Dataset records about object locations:
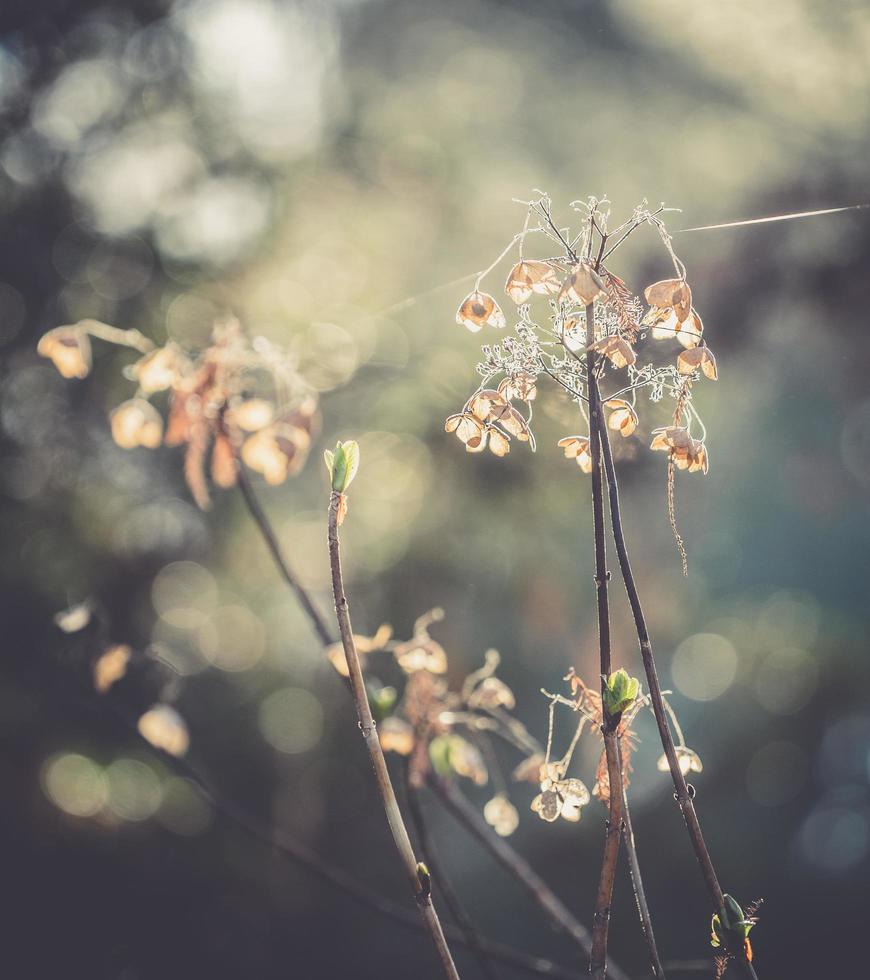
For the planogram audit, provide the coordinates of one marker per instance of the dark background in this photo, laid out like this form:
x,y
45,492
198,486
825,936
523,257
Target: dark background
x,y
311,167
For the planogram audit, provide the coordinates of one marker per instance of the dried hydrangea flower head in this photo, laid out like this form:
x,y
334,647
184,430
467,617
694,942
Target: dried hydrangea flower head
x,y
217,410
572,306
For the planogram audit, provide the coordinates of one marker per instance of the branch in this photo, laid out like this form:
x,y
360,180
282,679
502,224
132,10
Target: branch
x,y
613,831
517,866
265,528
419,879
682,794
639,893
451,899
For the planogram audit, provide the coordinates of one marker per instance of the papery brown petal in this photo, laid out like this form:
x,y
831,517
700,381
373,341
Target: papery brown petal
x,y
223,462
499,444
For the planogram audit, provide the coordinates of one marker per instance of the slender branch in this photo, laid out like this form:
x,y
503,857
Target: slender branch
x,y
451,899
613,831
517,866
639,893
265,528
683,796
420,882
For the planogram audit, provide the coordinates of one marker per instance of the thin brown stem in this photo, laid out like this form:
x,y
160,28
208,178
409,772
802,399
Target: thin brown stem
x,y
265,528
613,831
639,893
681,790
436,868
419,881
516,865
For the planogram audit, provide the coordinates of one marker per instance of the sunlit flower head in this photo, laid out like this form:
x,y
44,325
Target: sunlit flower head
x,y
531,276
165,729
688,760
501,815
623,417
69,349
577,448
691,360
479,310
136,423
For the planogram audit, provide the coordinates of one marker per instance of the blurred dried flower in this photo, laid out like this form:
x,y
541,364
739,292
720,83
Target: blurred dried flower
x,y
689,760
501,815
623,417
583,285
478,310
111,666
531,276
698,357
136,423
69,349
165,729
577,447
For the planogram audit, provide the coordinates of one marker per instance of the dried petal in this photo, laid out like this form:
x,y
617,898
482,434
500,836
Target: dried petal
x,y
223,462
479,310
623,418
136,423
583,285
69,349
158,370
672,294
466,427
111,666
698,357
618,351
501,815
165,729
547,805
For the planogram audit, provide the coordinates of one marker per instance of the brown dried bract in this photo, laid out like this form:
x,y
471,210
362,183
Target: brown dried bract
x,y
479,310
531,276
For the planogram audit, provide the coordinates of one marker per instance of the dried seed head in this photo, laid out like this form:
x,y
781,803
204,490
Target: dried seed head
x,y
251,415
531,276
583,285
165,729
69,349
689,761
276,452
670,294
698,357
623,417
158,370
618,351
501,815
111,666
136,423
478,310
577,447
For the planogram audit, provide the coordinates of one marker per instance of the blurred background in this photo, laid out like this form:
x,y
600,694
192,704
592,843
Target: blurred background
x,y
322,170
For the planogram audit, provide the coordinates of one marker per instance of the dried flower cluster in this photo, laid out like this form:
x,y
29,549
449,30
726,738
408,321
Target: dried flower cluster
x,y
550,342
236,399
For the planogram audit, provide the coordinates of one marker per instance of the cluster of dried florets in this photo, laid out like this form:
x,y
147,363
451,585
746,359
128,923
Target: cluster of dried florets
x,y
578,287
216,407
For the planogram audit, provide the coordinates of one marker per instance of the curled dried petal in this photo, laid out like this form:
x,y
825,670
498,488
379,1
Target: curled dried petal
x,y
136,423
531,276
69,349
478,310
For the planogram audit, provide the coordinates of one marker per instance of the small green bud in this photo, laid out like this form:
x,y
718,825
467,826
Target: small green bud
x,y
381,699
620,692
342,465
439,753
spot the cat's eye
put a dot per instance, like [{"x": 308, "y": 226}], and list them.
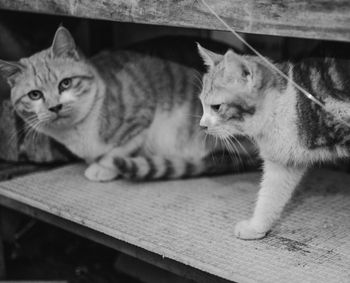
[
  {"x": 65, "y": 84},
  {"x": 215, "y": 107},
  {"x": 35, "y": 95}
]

» SET EXERCISE: Edit the lines starting at the line that contains "of the cluster" and ending at the last line, replacing "planogram audit" with "inventory check" and keeping everything else the same. Leave the pictures out of your answer.

» SOLUTION:
For the inventory check, provide the coordinates of one marker per instance of the cluster of dried florets in this photo, laid out like this form:
x,y
147,363
451,585
746,359
128,923
Target: cluster of dried florets
x,y
578,287
216,407
For the inventory check, provide the coordinates of one marker per instance of the curled dried petal in this photo, laid out like this form:
x,y
825,670
498,488
379,1
Target: curled dried petal
x,y
136,423
531,276
69,349
478,310
For the inventory check, provide the coordinates of one marker per instance of the small green bud in this photo, laid out like this form:
x,y
718,825
467,826
Target: small green bud
x,y
381,699
620,692
342,465
439,753
spot the cat's eye
put a dot per instance, like [{"x": 308, "y": 226}], and list them.
[
  {"x": 65, "y": 84},
  {"x": 215, "y": 107},
  {"x": 35, "y": 95}
]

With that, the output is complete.